---- EXCERPTED PASSAGE
Myasthenia Gravis is a chronic disorder characterized by weakness and rapid fatigue of any of the muscles under your voluntary control. Myasthenia Gravis is caused by a breakdown in the communication between nerves and muscles, usually because of an immunological problem where the cells cannot communicate and the immune system attacks cells it does not recognize. There are 86 autoimmune diseases that have been diagnosed today and Myasthenia Gravis is one of them.
Facial muscle weakness, including drooping eyelids
Difficulty in breathing, talking, chewing or swallowing
Muscle weakness in your arms or legs
Fatigue brought on by repetitive motions.
The treatments of this disease focus on altering one’s immune system so that fewer antibodies are produced and therefore the muscle can rebuild its acetylcholine receptors. Perhaps the most commonly used initial medication is prednisone. In addition many patients will take a medication called mestinon or celcept. This does not treat the underlying problem but can improve the Myasthenia Gravis symptoms. Medications are basically to suppress the immune system to stop the production of antibodies that kill the cells.
Recent research in the field of glycobiology has brought about a discovery in cellular communication that has won several Nobel Prizes in medicine. A recent press release from Emory University School of Medicine announced the appointment of Dr. Richard Cummings, as the new chair of the Department of Biochemistry at Emory University. The article states that “the National Institutes of Health has identified the field of glycomics as a major new research focus. Glycomics is defined as the scientific pursuit of identifying and studying all of the carbohydrate molecules produced by an organism. Dr. Cummings’ research focuses on glycoconjugates, the carbohydrate molecules and their associated proteins that permit cells to communicate with and adhere to each other — transmitting and receiving chemical, electrical and mechanical messages that underlie all cellular and bodily functions.”
The primary function of the glyconutrients is the communication between cells, which “underlies all bodily functions.” There is a tremendous amount of research ongoing by many prestigious institutions. It is very exciting to see that Emory University School of Medicine has joined this endeavor. It is exciting that two major universities (“The Complex Carbohydrate Center” at UGA and Emory School of Medicine) are now at the forefront of this new frontier in medicine–the science of Glycobiology.
Due to green harvesting of fruits and vegetables, toxins in the air, food, and water, and the processing of our foods, the health of the world today is on a decline and we must supplement vitamins, minerals, essential fatty acids, amino acids, and now it has been shown that we also need the glyconutrients. If we do not receive the glyconutrients in our diet we will get sick either by the body leaving bad cells or not recognizing the good cells and attacking them.
A form of nutrition called glyconutrients has been shown to give the body what it needs to develop healthy cells that can communicate and therefore the body can respond as it was designed to do.
--------
---- RECORD SET
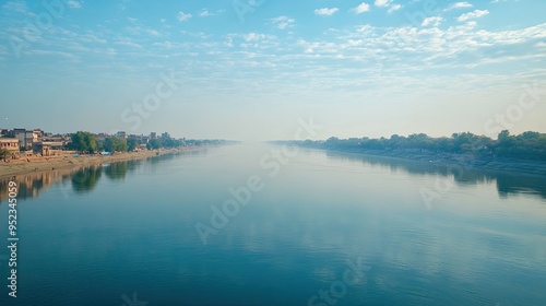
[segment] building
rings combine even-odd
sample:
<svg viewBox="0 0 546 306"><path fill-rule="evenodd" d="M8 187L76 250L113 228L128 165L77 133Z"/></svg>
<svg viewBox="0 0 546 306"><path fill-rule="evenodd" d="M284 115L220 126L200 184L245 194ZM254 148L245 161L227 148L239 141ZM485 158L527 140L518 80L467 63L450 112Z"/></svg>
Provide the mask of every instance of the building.
<svg viewBox="0 0 546 306"><path fill-rule="evenodd" d="M62 141L36 141L33 143L33 152L41 156L62 155Z"/></svg>
<svg viewBox="0 0 546 306"><path fill-rule="evenodd" d="M26 130L26 129L13 129L13 137L19 140L19 146L21 150L32 150L33 143L40 141L44 132L40 129Z"/></svg>
<svg viewBox="0 0 546 306"><path fill-rule="evenodd" d="M19 154L19 140L15 138L0 138L0 149L8 149L11 154Z"/></svg>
--------
## [ACTIVITIES]
A – Answer these from the myasthenia gravis text:
(i) How many autoimmune diseases does it say have been diagnosed today?
(ii) What does it name as perhaps the most commonly used initial medication?
(iii) Who was appointed the new chair of the Department of Biochemistry at Emory University?
B – Please reproduce word for word the stretch of the myasthenia gravis text from "A form of nutrition" through "designed to do.".
C – Translate this sentence from the myasthenia gravis text into Spanish: "Glycomics is defined as the scientific pursuit of identifying and studying all of the carbohydrate molecules produced by an organism."
Use only the myasthenia gravis text and nothing from outside it.

## [TASK ANSWERS]
A –
(i) 86
(ii) Prednisone
(iii) Dr. Richard Cummings

B –
A form of nutrition called glyconutrients has been shown to give the body what it needs to develop healthy cells that can communicate and therefore the body can respond as it was designed to do.

C – La glicómica se define como la búsqueda científica de identificar y estudiar todas las moléculas de carbohidratos producidas por un organismo.